OBJECTIVE —
Write the next part of the passage about Xiajia's village party secretaries, picking up where it stops.

TEXT EXCERPT —

The party secretary from 1952 to 1960 was considered the worst leader by my informants, because he was extremely loyal to higher-level officials. He endeavored to implement all the irrational policies of the Great Leap Forward, thus making Xiajia residents suffer more than their neighbors during the 1959–61 famine. Relying on the full support of his superiors and the coercive force of the village militia, he controlled Xiajia tyrannically, acquiring the nickname "Big Wolf." An example frequently cited by my informants was that he had ordered a villager tied up and beaten badly just because he had missed a meal in the collective meal hall and complained about it. While the villagers struggled with the threat of hunger in 1959, this party secretary climbed to the highest point in his political career—he was selected as a model grass-roots cadre and invited to participate in an official ceremony at the National Day celebration in Beijing. When I interviewed him about the Great Leap, he was still immersed in happy memories of his glorious past. He went into minute detail, telling me how many cities he had visited during that tour, how happy he was when he met Marshal Zhu De, chairman of the National People's Congress, and how he learned to use flush toilets in fancy hotels. Back home, however, he lived in the same conditions as the village poor, and he was widely recognized as an honest cadre, free of corruption. It seems obvious that he believed in what the party said and worked wholeheartedly for the state, which, by its ideological definition, should also have conformed with the interests of the Xiajia people. For this reason, many villagers have an ambivalent attitude toward this man: on the one hand, they hate him for inflicting famine and poverty on the village; on the other, they respect him for his commitment to public duty and his selfless character.
The party secretary from 1978 to 1987 oversaw the most dramatic turn of events: the dismantling of collectives. Xiajia's collective economy achieved great progress under his leadership during the early 1980s; in the best year (1980), the value of ten work points reached 2.50 yuan. As did his predecessor, he also resorted to coercion to exercise his power and tightly controlled the social life of villagers. He confessed to me that he could not remember how many people he had beaten during his ten-year reign as party secretary. Given this patriarchical tradition among village cadres, it was natural that he and his colleagues first resisted decollectivization and then encountered tremendous difficulties dealing with villagers who were no longer dependent on the cadres' management of production. He told me that after decollectivization, "doing thought work"[5] was no longer effective,
[5] The term thought work can be applied to many means of controlling people, from personal persuasion, informal interrogation, and study workshops to public struggle sessions. The ultimate goal of doing thought work is to make the subject comply to the authority of cadres.

PROVIDED MATERIAL —
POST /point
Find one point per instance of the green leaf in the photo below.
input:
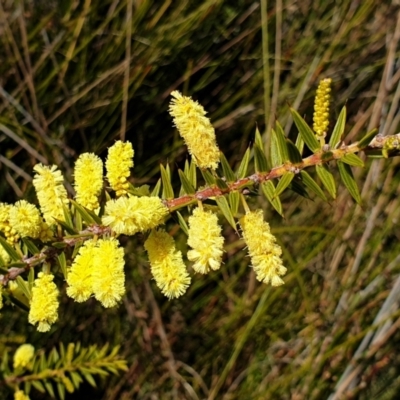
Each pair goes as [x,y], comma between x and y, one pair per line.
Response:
[366,140]
[62,261]
[260,159]
[208,177]
[281,139]
[300,144]
[268,189]
[305,131]
[283,183]
[226,168]
[276,158]
[182,223]
[242,171]
[352,159]
[294,154]
[156,191]
[298,187]
[234,201]
[9,249]
[338,130]
[221,183]
[349,181]
[258,139]
[327,179]
[186,185]
[224,207]
[30,246]
[38,386]
[312,185]
[168,192]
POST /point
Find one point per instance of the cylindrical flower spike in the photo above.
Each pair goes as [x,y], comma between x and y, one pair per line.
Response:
[128,215]
[80,285]
[264,252]
[108,277]
[166,264]
[206,241]
[26,219]
[51,193]
[23,355]
[118,165]
[9,231]
[196,130]
[321,107]
[44,302]
[88,175]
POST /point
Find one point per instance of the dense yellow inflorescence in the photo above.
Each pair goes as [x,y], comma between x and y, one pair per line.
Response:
[196,130]
[23,355]
[321,107]
[118,165]
[166,264]
[88,174]
[44,302]
[50,191]
[264,252]
[206,241]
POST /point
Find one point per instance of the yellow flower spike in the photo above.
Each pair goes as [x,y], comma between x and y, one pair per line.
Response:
[196,130]
[264,252]
[108,277]
[79,278]
[20,395]
[44,302]
[10,232]
[167,266]
[26,219]
[128,215]
[321,107]
[50,191]
[118,165]
[88,174]
[23,355]
[205,240]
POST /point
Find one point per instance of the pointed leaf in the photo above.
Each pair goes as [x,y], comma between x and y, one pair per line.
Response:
[347,177]
[305,131]
[327,179]
[182,223]
[268,189]
[281,139]
[234,201]
[242,171]
[293,152]
[168,192]
[276,158]
[226,168]
[352,159]
[338,130]
[366,140]
[298,187]
[9,249]
[186,185]
[156,191]
[208,177]
[224,207]
[300,144]
[260,159]
[30,246]
[312,185]
[283,183]
[221,183]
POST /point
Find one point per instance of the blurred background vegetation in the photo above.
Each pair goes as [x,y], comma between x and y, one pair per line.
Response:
[76,75]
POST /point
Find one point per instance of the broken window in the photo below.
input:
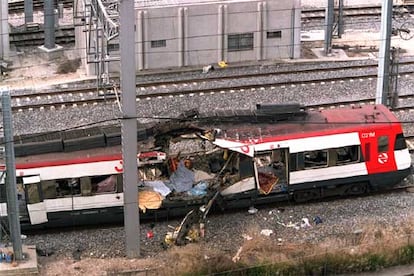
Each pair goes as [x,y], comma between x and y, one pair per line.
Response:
[315,159]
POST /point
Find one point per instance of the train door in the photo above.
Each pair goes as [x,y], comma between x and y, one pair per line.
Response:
[271,170]
[34,199]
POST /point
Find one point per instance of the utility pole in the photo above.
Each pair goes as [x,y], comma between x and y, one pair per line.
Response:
[384,53]
[4,31]
[49,24]
[340,18]
[129,126]
[11,187]
[329,19]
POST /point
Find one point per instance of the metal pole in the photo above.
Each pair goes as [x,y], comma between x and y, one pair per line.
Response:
[11,187]
[384,53]
[4,31]
[28,11]
[49,19]
[329,15]
[341,18]
[129,126]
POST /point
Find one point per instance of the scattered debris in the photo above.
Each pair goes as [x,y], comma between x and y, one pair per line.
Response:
[266,232]
[252,210]
[236,257]
[305,223]
[222,64]
[247,237]
[208,68]
[317,220]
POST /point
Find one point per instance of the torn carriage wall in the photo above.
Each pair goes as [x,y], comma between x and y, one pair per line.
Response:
[188,122]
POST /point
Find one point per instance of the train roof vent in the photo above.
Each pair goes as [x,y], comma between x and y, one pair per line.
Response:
[280,111]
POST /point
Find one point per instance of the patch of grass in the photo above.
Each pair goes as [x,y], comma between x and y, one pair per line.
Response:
[68,66]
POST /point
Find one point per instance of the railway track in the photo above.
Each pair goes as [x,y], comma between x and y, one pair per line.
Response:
[29,100]
[18,6]
[365,11]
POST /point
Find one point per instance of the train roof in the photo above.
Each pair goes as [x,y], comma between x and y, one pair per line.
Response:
[266,120]
[317,122]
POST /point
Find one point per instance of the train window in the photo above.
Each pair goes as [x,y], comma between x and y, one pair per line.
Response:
[119,183]
[301,161]
[400,142]
[383,144]
[67,187]
[245,166]
[86,186]
[316,159]
[33,193]
[344,155]
[240,42]
[158,43]
[48,189]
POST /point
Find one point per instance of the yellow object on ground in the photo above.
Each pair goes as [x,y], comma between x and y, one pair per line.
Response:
[149,200]
[222,64]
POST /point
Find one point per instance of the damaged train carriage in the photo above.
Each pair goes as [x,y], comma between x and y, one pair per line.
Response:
[249,159]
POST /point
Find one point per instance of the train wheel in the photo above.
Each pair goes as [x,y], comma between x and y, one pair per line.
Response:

WRITTEN REPLY —
and people did not respect the authority of cadres any more. He tried to organize villagers to carry out such projects as opening a collective enterprise and transforming a dry field into an irrigated rice paddy, but people did not respond to his call. Worse, the party did not appear to appreciate cadres' political achievements, and higher-level state officials withdrew their support of village cadres when the latter needed it most. The most upsetting incident for him was when he became involved in a public conflict with a villager in 1987. Rather than supporting him, the township government pretended to know nothing about it. "It is meaningless to be a cadre now," he said when he explained to me why he had resigned after that incident. Obviously, as a figure mediating two periods, he could not adapt to the new type of power relationships after the reforms and thus had to retreat.
The decline of appreciation for "revolutionary cadres" did not bother the next party secretary, because he simply did not care about political rewards. During one of my interviews in 1989, he gave an interesting explanation of his motives: "Society has changed now. Who cares about the party and the state? Even the top leaders in Beijing are only interested in getting rich, otherwise they should first educate their own children. Why am I doing this job? Simple—for money. I was not interested in the title of party secretary, but I do like the salary of 3,000 yuan per year. In other words, I am working for my children, not for the party." Two years later, I was told that the same cadre had designed his strategy in terms of three "nos": saying nothing, doing nothing, and offending nobody. When I checked this with him myself, he did not hesitate to admit it. His "three-nos" strategy is best illustrated by the way he dealt with a dispute between the village vice head and a peasant, in which the latter blamed and then cursed the former in the village office, where all five cadres were present for a meeting about population control. As I was an invited visitor at the meeting, I witnessed the whole affair and was surprised when the party secretary kept silent until the end. I also found that he did not use the local phrase "sitting on the throne" (zuo yi di ) to describe his position, even though it was the popular term used by both cadres and villagers for the act of taking the top position in the village. However, he does have something to be proud of: he has advanced his family from one of the poorest to one of the richest in Xiajia, and his two sons' families also moved to the top of the "rich list" in the past two years. This advancement, many informants suggested, was because he was party secretary.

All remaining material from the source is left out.